**Your objective**:
Could you reproduce the material between the lines holding "segment --target eyeglasses" and "Mark the region of every instance of the eyeglasses.", inclusive, swapping "eyeglasses" for "sunglasses" and leaving everything else unchanged?

**Data supplied**:
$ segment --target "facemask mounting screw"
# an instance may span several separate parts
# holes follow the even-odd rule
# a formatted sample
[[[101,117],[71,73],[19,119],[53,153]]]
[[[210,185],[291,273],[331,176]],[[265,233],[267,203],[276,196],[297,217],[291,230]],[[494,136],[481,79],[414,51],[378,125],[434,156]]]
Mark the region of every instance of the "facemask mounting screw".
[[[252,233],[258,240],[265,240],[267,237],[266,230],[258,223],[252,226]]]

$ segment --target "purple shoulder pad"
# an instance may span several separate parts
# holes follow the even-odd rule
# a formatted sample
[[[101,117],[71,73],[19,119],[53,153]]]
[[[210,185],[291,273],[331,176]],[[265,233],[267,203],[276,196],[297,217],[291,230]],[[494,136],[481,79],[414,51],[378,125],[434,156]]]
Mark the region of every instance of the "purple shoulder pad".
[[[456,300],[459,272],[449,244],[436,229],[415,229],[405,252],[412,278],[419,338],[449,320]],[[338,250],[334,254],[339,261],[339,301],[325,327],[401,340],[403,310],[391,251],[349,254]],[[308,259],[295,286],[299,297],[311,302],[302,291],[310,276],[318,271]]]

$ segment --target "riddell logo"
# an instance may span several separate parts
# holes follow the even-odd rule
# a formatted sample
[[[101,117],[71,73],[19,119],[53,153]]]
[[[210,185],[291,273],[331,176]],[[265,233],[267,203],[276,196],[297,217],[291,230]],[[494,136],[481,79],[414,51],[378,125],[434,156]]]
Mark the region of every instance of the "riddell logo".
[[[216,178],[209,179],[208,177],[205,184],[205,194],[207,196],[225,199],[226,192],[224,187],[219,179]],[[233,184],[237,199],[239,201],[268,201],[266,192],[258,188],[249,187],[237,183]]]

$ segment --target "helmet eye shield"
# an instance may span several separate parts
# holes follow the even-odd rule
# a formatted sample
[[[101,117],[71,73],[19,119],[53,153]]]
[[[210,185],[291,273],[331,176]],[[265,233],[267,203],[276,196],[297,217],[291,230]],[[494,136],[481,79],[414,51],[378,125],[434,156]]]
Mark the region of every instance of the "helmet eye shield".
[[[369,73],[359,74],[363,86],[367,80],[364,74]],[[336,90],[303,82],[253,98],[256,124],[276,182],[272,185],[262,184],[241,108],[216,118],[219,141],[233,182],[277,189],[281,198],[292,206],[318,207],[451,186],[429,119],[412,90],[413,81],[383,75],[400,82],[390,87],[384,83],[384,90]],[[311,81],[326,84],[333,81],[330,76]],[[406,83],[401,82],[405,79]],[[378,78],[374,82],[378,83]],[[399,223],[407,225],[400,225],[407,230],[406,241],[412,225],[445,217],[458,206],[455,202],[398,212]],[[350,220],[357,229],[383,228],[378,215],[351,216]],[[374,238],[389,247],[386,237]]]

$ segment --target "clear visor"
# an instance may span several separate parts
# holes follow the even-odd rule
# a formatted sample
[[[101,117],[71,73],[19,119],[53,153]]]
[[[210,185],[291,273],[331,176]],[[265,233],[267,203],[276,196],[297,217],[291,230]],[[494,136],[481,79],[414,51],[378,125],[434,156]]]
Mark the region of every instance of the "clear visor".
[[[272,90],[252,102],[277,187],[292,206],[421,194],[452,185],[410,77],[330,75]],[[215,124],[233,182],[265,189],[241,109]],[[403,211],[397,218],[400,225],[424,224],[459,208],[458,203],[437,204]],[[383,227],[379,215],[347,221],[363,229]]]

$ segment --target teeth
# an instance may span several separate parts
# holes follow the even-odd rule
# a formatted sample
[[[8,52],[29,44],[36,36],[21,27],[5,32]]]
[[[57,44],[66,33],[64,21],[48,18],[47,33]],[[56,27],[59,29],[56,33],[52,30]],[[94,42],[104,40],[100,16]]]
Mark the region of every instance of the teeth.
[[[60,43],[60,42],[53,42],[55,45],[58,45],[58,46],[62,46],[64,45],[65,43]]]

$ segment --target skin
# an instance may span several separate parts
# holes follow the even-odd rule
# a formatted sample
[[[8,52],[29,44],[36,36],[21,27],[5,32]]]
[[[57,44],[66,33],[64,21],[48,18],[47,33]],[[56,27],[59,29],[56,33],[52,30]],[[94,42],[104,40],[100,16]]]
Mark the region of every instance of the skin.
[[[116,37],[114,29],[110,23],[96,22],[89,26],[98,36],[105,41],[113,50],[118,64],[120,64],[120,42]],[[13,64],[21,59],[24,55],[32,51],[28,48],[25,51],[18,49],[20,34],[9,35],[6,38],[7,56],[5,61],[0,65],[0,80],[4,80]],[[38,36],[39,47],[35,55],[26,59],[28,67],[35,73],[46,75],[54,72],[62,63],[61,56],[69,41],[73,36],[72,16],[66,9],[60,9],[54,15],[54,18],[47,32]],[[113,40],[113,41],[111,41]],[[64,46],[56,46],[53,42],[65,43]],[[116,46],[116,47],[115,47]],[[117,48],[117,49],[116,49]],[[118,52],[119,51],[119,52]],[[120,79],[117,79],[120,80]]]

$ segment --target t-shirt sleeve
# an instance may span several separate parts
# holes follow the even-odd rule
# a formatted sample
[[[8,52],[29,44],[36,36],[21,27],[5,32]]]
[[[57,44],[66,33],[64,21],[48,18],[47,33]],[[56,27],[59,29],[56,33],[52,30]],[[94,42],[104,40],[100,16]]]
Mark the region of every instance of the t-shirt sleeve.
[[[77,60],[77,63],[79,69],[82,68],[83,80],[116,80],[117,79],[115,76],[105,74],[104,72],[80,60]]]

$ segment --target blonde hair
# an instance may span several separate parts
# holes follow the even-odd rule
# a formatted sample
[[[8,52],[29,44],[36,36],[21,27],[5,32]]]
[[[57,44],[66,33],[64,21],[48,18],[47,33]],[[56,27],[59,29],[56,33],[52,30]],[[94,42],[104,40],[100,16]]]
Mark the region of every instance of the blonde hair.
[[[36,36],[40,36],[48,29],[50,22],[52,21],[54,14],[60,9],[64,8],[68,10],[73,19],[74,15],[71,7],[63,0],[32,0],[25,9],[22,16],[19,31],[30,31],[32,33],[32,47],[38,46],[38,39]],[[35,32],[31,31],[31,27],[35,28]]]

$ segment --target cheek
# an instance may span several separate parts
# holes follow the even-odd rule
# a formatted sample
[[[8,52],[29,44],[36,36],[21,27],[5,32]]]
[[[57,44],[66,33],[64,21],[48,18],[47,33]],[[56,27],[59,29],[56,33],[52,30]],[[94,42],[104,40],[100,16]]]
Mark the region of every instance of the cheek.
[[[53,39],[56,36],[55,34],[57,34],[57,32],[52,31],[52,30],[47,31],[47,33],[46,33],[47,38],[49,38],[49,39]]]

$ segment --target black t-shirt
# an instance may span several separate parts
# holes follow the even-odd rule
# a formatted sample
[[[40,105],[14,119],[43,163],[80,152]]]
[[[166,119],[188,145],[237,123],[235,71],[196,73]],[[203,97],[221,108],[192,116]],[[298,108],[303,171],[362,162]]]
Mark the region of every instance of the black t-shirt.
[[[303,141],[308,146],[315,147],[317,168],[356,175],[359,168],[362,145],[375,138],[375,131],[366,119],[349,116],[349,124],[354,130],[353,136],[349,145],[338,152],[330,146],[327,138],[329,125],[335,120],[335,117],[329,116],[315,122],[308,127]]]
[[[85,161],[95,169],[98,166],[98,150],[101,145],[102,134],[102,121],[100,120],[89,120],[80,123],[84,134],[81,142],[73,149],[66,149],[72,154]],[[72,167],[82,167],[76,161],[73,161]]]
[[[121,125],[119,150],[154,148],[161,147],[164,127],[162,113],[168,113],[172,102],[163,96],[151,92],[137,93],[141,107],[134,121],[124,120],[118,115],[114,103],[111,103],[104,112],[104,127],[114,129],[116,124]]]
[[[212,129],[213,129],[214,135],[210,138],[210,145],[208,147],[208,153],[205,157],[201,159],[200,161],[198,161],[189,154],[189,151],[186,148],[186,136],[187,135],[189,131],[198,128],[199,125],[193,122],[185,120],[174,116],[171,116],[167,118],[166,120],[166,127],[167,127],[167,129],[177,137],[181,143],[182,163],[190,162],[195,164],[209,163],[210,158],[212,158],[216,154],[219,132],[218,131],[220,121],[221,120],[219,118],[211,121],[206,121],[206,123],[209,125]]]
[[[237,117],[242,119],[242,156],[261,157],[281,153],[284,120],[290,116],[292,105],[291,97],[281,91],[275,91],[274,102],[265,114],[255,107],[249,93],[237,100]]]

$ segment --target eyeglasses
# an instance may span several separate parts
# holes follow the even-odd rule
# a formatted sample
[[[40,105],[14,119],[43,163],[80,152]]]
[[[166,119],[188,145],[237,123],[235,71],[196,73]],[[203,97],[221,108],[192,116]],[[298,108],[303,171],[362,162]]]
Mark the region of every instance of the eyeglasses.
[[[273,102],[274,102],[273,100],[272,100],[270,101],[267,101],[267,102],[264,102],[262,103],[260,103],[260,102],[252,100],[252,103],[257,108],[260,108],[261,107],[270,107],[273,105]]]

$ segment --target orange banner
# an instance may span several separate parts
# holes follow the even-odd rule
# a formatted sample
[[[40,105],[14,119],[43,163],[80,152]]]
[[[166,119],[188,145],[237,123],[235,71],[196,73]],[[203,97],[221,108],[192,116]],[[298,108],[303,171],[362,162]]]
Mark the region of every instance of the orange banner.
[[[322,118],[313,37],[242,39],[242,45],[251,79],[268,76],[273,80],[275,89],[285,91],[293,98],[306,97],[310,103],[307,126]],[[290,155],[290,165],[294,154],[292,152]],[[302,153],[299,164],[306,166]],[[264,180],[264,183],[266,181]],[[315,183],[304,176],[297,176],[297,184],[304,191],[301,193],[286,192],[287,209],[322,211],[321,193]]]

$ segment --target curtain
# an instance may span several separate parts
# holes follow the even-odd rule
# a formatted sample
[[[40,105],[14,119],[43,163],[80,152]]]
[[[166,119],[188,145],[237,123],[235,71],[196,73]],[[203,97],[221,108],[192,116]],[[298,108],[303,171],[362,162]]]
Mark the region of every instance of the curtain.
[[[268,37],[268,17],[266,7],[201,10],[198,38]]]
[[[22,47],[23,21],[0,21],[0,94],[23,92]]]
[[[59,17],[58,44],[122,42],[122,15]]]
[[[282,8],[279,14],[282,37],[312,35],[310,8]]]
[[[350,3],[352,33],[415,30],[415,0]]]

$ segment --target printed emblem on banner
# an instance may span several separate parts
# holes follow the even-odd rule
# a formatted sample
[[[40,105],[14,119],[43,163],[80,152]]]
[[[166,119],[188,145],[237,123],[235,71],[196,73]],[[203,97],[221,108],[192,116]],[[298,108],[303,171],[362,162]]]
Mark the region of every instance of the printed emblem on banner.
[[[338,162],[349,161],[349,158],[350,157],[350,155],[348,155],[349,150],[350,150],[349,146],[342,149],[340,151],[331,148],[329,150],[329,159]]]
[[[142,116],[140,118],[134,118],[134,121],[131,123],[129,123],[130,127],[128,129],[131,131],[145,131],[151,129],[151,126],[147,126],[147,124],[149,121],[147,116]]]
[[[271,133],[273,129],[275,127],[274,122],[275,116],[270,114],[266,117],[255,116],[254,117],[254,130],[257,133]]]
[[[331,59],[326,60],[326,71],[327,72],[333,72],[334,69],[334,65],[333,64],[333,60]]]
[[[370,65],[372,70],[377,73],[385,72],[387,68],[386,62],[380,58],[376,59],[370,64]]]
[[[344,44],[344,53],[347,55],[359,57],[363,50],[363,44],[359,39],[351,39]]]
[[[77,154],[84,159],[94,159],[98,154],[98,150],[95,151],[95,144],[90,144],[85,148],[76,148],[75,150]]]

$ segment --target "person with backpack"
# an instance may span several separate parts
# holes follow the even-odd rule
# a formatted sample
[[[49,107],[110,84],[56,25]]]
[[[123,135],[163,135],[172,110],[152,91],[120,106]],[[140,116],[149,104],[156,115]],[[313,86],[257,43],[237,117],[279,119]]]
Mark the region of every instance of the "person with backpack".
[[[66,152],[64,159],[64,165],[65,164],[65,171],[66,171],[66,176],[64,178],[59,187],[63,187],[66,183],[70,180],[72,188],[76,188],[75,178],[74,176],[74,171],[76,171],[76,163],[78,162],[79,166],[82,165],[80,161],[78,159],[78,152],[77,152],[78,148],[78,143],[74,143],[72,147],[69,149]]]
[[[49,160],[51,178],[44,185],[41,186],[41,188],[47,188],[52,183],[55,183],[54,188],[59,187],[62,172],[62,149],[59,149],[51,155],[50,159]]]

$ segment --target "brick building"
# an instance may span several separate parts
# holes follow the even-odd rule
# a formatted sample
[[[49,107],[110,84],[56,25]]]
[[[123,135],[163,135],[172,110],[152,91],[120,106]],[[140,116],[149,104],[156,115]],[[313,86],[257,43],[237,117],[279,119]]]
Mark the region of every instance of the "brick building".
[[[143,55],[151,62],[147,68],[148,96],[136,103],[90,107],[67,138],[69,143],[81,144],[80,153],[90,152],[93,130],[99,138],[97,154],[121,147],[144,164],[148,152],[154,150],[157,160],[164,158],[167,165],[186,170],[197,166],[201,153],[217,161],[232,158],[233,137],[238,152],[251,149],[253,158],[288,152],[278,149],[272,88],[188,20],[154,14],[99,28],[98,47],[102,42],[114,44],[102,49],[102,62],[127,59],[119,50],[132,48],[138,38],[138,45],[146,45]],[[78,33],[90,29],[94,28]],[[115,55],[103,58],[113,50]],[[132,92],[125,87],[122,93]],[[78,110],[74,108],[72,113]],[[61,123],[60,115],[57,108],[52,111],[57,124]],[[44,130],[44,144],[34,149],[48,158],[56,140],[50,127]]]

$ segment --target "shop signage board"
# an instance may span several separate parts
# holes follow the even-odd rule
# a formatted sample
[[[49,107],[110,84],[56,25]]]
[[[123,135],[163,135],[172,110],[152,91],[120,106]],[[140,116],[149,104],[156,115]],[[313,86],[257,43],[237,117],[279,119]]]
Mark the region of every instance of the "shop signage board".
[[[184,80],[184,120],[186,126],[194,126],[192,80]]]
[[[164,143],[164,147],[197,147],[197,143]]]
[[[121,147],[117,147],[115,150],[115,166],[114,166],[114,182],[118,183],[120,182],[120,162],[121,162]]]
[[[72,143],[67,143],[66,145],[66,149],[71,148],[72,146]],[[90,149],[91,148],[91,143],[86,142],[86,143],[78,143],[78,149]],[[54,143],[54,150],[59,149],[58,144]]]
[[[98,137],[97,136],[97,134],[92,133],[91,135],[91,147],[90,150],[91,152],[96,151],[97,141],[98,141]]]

**Output**:
$ segment --target sunglasses
# an instance may span several separate parts
# holes follow the even-odd rule
# a formatted sample
[[[40,105],[14,119],[43,163],[80,152]]]
[[[166,119],[188,145],[237,123],[235,71],[196,73]],[[203,97],[221,108],[192,116]],[[298,108],[303,171],[362,162]]]
Mark the region of every instance of the sunglasses.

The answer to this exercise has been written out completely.